___ Text provided
In most cases, the end goal is to load the data into memory rather than just locating a file or determing what data has been collected. In this case, CML Readers provides a handy class to unify the API for loading data. By default, the location will be determined automatically based on the file type using the PathFinder class demonstrated earlier. However, a custom path can be given by using the file_path keyword. This can be useful if you have some data stored locally that is in the same format as one of the data types supported by CMLReaders that you would like to load and use. See the “Loading from a Custom Location” section below for an example.
______
> _Challenges_
[1] Please list every introductory word or phrase that opens a sentence and is followed by a comma in the passage on loading data with CML Readers.
[2] Pick up the passage on loading data with CML Readers right after its final sentence and keep writing.
___ Provided data
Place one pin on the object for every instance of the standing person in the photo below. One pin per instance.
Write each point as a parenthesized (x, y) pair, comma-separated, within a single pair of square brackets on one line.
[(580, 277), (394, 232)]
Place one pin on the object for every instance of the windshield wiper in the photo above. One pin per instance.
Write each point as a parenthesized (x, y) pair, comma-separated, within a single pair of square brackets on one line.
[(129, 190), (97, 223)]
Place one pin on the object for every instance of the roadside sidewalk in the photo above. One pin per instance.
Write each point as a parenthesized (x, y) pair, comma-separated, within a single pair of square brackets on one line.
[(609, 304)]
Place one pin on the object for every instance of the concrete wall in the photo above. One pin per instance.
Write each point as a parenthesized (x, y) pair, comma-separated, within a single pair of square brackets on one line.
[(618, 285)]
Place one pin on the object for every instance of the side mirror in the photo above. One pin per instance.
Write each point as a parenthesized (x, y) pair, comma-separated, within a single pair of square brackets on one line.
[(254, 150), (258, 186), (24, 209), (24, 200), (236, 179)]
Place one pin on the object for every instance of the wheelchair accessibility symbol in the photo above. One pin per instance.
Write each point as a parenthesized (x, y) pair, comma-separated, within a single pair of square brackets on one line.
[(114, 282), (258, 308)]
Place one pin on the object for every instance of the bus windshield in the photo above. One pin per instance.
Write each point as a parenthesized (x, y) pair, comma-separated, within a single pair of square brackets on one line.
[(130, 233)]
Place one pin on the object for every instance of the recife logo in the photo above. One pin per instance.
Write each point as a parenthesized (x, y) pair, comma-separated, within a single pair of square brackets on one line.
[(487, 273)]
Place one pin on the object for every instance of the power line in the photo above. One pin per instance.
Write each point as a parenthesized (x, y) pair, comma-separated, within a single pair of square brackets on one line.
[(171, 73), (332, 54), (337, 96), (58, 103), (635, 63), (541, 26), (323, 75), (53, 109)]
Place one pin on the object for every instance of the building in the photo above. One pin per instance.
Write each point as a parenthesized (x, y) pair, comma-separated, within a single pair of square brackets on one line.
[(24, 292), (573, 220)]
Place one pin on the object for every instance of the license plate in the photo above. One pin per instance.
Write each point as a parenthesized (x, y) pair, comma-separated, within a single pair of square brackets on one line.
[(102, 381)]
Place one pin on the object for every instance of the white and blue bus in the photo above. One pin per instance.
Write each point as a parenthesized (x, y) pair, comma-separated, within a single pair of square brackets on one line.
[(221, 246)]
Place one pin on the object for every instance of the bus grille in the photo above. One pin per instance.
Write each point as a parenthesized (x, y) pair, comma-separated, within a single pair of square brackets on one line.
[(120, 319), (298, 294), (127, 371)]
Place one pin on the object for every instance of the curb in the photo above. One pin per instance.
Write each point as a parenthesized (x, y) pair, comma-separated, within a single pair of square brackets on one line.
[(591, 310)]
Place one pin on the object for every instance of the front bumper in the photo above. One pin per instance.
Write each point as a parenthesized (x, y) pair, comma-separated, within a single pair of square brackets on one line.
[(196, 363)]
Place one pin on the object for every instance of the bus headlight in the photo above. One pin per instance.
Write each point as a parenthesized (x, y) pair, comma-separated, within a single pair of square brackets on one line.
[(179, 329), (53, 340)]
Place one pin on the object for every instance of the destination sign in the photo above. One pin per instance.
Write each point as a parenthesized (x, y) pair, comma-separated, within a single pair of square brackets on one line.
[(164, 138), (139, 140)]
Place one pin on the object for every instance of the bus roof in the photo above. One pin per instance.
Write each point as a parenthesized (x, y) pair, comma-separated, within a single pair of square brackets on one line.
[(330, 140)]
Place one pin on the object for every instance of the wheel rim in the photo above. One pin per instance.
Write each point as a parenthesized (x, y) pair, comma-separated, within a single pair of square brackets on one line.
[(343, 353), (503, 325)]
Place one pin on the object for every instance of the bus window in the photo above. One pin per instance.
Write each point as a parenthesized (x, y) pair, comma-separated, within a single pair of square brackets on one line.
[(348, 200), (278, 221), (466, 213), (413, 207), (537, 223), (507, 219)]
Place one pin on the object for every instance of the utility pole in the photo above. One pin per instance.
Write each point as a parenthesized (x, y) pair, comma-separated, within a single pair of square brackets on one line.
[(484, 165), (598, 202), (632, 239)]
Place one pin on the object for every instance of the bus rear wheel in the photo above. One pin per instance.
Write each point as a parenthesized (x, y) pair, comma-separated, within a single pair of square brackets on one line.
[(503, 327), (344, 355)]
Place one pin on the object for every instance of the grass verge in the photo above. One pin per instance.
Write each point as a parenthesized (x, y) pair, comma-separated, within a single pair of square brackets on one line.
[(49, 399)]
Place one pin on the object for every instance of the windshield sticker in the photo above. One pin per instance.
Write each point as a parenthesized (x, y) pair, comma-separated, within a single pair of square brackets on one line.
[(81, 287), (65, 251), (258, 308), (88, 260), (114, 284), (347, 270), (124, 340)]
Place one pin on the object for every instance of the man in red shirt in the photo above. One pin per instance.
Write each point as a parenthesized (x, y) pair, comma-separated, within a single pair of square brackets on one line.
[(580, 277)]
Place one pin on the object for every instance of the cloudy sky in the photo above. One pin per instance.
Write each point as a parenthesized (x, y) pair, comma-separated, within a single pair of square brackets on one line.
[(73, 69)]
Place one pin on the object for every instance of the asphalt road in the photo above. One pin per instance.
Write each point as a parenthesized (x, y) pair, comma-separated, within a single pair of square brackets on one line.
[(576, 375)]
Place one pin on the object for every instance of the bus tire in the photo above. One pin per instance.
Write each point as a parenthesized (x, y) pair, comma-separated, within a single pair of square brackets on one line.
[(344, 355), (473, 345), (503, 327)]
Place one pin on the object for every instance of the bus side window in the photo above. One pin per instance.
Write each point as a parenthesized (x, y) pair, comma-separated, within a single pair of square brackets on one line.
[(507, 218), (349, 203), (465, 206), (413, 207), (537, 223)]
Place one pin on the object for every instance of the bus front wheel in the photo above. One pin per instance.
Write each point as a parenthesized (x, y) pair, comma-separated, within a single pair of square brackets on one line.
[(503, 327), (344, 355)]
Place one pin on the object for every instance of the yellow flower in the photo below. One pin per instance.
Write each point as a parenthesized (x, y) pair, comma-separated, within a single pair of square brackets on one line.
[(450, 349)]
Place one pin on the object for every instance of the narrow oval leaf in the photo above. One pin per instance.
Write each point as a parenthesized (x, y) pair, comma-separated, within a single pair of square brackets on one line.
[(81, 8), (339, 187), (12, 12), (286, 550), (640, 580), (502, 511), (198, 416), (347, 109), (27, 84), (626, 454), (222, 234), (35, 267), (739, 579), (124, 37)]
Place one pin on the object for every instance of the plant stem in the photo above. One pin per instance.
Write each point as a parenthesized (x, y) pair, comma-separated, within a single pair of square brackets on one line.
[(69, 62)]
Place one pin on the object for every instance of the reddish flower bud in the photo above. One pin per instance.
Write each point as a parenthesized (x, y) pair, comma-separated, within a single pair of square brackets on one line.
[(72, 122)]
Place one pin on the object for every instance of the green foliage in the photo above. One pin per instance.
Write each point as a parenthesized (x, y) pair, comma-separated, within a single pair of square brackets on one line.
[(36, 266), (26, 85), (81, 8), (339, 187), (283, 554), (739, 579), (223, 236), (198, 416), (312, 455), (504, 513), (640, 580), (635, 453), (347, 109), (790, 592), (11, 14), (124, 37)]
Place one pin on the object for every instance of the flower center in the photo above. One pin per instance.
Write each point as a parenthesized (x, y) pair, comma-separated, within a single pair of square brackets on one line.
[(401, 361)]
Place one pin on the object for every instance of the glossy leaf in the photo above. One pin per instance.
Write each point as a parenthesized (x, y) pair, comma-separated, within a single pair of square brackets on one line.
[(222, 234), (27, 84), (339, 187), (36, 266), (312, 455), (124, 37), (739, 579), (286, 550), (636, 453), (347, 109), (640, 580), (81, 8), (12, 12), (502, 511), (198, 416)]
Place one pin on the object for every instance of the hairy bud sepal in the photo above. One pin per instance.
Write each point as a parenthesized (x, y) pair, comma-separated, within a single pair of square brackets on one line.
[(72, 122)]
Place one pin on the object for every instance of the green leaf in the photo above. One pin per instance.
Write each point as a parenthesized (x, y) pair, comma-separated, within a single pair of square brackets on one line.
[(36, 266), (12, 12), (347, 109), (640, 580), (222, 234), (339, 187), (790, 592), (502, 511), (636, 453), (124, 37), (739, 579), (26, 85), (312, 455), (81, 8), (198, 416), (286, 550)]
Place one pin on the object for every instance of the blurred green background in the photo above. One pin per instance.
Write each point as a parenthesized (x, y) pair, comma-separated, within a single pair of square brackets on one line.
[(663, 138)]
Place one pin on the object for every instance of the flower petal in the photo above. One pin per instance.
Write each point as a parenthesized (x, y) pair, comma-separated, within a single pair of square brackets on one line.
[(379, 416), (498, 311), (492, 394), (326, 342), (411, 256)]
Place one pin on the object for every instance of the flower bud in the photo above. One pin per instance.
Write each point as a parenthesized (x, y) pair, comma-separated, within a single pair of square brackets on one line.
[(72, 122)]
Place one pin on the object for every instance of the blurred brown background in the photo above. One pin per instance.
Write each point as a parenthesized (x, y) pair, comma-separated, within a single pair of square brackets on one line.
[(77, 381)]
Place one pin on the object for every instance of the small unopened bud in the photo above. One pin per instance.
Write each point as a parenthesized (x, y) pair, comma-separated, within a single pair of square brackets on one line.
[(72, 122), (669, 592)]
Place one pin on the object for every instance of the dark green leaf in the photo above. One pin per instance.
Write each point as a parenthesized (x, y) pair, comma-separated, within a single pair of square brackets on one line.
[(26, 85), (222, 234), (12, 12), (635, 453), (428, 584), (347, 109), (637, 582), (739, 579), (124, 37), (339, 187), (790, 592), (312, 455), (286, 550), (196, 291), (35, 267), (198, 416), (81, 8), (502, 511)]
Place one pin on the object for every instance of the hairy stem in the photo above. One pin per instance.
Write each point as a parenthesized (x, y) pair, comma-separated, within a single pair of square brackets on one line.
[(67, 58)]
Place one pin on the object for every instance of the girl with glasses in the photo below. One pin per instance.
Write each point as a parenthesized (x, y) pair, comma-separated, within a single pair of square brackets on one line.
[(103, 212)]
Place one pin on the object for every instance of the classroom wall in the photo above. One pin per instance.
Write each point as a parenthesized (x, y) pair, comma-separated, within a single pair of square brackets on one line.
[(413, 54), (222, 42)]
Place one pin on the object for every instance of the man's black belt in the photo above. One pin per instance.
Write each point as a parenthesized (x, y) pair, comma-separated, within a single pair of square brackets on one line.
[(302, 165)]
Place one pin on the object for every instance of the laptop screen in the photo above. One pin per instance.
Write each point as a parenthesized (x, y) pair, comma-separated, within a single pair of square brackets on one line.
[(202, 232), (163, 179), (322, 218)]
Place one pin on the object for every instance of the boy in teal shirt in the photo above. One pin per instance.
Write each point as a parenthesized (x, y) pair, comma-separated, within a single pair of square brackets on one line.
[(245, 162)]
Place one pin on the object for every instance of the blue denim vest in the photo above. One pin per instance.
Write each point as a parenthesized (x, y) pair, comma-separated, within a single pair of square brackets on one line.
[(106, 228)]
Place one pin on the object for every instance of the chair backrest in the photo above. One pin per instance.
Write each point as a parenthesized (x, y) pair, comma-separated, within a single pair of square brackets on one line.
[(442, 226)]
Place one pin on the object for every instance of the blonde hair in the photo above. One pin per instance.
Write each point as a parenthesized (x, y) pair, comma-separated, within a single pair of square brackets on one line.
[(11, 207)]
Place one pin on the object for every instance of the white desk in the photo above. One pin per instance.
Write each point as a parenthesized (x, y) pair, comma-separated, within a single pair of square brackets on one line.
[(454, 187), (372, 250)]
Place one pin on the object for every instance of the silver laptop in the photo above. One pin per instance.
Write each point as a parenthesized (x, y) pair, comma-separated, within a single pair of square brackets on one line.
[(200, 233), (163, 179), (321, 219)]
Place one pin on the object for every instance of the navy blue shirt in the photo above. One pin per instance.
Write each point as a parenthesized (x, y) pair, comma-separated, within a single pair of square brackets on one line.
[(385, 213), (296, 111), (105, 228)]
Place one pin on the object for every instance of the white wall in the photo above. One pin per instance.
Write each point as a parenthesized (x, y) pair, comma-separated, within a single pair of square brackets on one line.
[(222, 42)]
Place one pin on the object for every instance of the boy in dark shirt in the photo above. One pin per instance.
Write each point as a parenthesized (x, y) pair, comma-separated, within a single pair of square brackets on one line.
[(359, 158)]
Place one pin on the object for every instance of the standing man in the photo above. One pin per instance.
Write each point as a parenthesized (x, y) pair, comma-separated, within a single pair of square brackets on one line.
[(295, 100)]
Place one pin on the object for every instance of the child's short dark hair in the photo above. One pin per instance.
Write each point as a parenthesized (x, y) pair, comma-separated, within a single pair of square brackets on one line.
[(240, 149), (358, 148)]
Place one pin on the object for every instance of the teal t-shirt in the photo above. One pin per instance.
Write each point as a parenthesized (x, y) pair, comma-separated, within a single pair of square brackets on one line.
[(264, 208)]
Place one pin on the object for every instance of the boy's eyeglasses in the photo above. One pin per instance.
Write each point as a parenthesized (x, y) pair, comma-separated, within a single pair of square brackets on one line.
______
> _Answers given_
[1]
In most cases
In this case
By default
However

[2]
Each data type has a default representation that is returned when you call the .load() method. Most users will want to use this default representation. However, if you would like to get the data in a different format, you have two options:

  1. Get the reader for the data type and load the data using a different supported method using one of the as_x methods
  2. Load the data as the default type and convert it manually
In [13]:
reader = cml.CMLReader(subject="R1389J", experiment="catFR5", session=1,
                       localization=0, montage=0, rootdir=rhino_root)

Using the Default Representation

In [14]:
# Pandas dataframe
events_df = reader.load('task_events')
events_df.head()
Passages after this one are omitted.